◆ INPUT FOR THIS TASK ◆
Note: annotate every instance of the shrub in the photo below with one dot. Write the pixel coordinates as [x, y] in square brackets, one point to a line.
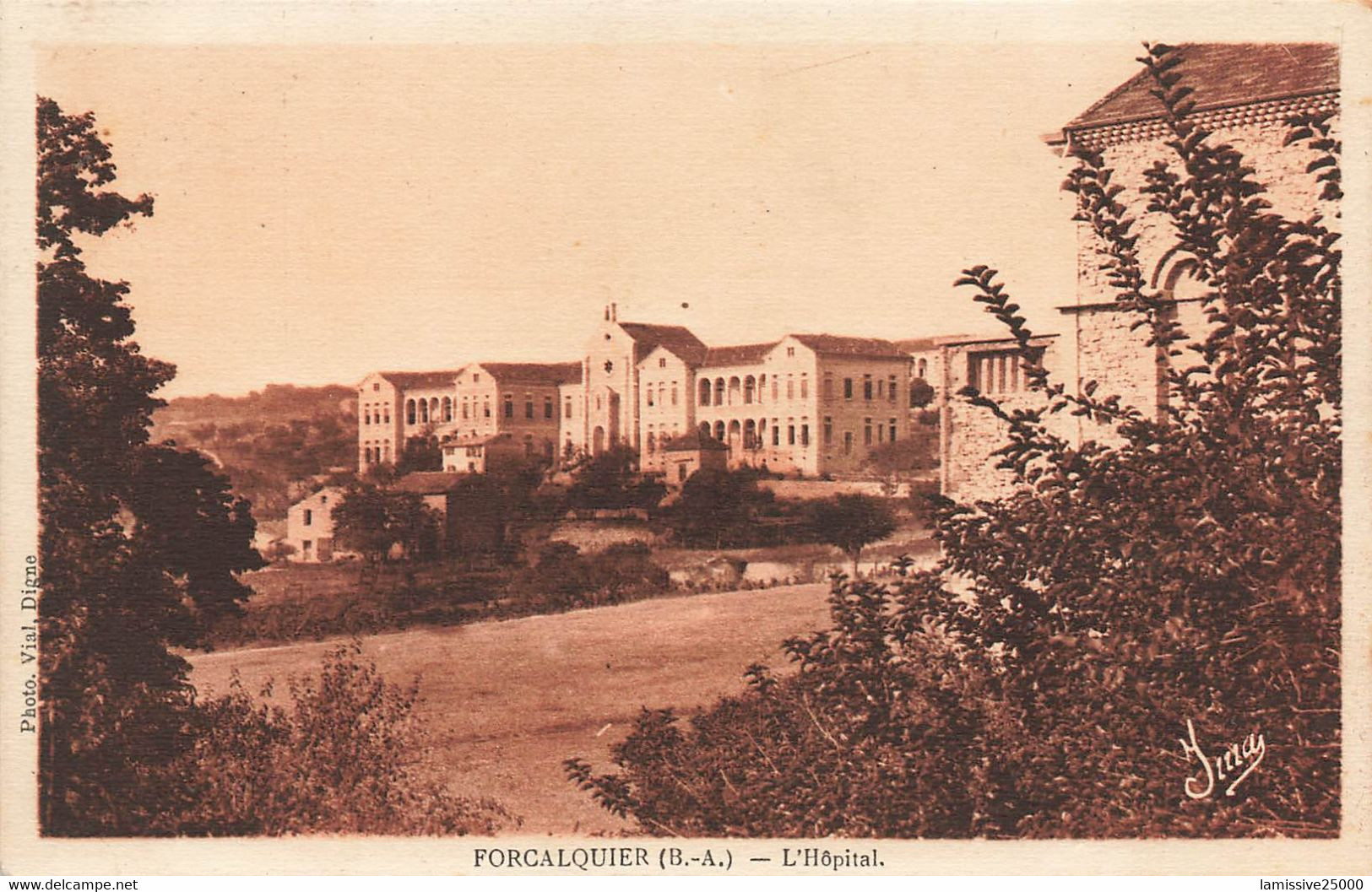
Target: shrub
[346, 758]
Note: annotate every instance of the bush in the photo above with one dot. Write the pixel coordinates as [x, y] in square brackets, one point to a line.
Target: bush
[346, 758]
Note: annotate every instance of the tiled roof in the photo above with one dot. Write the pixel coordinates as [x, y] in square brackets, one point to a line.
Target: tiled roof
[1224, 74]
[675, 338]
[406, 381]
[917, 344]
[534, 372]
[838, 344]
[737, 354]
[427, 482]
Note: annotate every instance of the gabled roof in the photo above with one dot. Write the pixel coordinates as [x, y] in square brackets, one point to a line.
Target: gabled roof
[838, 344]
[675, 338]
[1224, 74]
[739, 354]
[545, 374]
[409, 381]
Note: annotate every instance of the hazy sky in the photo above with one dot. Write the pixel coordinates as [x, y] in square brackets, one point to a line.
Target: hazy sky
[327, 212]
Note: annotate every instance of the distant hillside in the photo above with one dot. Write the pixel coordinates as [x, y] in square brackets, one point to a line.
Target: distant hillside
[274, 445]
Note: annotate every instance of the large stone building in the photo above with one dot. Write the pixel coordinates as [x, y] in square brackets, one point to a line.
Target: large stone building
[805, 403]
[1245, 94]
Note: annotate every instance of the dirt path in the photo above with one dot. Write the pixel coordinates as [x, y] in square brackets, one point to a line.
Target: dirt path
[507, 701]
==
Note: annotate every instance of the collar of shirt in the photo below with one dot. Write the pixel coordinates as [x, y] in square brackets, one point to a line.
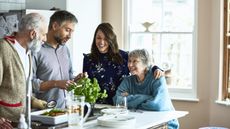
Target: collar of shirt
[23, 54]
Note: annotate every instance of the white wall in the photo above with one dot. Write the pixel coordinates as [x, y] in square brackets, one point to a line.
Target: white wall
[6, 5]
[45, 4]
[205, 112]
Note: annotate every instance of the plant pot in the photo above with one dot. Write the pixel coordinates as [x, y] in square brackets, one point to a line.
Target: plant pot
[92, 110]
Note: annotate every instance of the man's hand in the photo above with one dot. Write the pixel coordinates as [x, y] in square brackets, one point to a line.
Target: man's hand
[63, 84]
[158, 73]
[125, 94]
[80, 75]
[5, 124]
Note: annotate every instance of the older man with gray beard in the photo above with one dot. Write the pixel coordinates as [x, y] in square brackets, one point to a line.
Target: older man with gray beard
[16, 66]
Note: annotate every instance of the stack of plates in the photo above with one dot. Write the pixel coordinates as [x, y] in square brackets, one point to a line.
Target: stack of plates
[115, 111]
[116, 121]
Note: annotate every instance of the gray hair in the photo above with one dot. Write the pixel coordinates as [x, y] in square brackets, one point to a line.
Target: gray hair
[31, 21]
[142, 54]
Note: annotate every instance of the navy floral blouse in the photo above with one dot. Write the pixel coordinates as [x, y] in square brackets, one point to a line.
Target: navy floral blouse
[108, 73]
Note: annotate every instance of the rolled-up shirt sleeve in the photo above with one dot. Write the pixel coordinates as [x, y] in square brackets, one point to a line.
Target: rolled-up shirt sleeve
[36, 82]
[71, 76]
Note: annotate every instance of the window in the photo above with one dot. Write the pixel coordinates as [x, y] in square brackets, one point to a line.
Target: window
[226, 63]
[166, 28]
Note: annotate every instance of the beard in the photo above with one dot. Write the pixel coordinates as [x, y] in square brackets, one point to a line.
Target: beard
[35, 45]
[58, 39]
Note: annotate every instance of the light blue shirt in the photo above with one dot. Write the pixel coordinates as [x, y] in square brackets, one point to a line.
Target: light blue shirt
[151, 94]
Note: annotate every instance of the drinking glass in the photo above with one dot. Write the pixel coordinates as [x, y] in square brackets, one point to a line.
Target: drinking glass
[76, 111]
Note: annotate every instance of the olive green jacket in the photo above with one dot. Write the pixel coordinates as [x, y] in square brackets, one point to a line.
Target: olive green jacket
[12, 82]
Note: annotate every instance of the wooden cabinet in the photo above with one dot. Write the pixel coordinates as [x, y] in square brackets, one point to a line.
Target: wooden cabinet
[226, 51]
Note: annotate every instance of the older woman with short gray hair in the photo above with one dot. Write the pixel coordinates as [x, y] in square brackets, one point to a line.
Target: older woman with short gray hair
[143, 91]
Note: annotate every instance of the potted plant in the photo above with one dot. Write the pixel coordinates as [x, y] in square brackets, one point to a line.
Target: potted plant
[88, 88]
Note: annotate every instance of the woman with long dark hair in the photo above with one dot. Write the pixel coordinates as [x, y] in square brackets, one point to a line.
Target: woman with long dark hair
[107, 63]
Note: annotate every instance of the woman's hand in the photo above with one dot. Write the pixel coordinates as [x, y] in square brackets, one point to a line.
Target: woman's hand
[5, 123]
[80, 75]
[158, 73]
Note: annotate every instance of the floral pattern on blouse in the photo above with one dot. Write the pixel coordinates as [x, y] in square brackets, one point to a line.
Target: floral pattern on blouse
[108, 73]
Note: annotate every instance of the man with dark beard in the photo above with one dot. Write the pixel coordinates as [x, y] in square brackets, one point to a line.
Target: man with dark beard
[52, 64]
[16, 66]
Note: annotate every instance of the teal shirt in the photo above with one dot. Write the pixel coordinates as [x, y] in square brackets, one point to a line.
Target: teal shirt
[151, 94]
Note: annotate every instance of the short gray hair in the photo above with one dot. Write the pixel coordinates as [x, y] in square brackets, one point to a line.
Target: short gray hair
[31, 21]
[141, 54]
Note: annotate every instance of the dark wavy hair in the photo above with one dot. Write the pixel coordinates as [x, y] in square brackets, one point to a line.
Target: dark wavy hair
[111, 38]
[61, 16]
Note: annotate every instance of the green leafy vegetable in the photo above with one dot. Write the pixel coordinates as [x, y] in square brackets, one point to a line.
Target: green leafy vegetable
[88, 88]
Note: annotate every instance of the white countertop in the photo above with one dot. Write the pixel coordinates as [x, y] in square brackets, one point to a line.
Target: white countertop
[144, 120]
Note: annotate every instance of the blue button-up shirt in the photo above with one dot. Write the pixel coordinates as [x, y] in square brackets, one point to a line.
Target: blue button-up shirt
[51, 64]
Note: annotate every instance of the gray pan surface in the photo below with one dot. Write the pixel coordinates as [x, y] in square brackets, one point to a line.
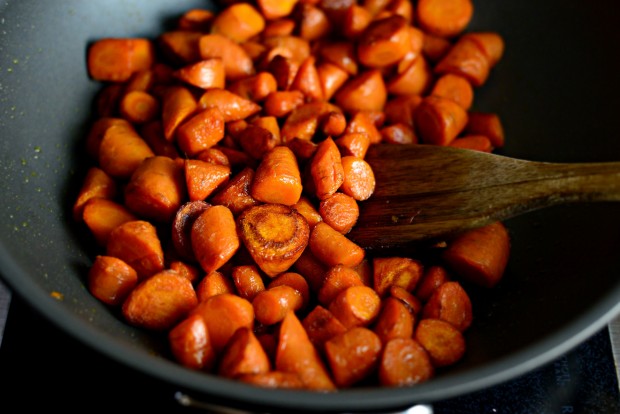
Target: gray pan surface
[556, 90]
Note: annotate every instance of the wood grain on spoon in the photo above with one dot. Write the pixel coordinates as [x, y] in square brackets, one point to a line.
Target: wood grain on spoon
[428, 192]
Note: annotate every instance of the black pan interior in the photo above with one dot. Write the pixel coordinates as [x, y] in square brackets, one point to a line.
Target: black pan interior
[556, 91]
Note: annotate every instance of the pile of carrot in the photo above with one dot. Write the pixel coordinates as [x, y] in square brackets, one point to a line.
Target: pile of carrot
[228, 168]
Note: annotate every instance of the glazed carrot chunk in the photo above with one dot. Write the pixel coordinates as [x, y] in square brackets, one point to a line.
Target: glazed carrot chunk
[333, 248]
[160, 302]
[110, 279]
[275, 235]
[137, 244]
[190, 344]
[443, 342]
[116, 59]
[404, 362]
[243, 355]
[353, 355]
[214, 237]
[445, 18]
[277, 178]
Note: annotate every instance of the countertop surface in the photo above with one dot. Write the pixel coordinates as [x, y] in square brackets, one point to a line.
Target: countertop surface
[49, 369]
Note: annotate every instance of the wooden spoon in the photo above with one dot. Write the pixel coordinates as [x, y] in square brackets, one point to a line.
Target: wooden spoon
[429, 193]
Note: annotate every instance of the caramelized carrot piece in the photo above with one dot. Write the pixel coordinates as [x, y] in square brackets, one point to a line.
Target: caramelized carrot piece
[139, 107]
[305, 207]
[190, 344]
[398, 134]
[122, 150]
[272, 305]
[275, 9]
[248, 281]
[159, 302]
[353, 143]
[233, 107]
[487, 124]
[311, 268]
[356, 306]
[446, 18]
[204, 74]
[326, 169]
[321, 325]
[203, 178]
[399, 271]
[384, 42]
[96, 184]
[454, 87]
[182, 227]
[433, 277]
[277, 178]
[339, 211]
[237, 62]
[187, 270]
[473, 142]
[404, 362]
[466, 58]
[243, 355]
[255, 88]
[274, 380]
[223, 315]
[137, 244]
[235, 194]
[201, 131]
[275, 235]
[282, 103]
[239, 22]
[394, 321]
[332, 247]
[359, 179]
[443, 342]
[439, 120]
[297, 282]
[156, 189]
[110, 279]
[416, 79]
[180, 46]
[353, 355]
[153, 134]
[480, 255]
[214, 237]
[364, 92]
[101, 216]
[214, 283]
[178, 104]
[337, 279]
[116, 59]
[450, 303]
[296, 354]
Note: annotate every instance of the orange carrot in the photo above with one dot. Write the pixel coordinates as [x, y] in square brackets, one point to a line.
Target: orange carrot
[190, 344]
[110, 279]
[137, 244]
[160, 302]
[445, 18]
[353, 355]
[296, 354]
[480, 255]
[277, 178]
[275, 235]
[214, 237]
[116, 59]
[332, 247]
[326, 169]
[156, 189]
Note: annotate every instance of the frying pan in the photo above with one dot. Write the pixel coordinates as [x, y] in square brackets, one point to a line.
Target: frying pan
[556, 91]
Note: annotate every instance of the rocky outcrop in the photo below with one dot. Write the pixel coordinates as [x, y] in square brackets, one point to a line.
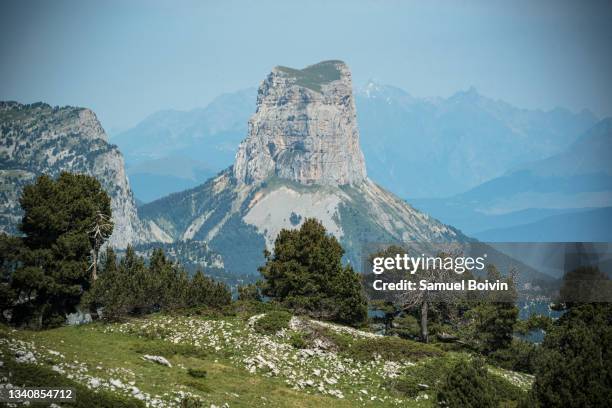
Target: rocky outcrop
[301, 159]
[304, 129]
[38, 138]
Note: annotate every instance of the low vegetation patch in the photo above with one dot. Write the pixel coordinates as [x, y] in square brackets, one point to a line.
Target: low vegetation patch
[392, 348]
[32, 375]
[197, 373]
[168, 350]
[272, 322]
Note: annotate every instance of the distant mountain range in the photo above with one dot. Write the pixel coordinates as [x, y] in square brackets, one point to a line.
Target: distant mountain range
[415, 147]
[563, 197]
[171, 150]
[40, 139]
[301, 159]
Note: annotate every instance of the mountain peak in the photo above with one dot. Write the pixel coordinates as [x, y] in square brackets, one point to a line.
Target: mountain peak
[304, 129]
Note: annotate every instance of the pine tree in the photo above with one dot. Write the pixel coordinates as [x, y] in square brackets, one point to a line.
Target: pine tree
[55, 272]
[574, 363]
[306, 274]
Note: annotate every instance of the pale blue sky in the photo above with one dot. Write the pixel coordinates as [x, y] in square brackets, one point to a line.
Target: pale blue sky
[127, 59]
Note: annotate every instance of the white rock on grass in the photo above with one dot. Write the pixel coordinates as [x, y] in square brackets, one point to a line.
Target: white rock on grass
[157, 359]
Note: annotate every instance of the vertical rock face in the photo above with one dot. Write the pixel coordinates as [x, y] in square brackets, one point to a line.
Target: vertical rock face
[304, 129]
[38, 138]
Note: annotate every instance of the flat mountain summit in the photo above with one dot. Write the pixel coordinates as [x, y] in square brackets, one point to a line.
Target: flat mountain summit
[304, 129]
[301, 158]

◆ TASK DESCRIPTION ◆
Which lines in the records above contain the string "stack"? Find and copy each such line, treating uppercase and lowercase as different.

◆ THE COMPLETED TASK ◆
Note: annotate every instance of the stack of plates in the photo above with one dot. Write the pixel coordinates as [x, y] in square brackets, one point to a line.
Target: stack of plates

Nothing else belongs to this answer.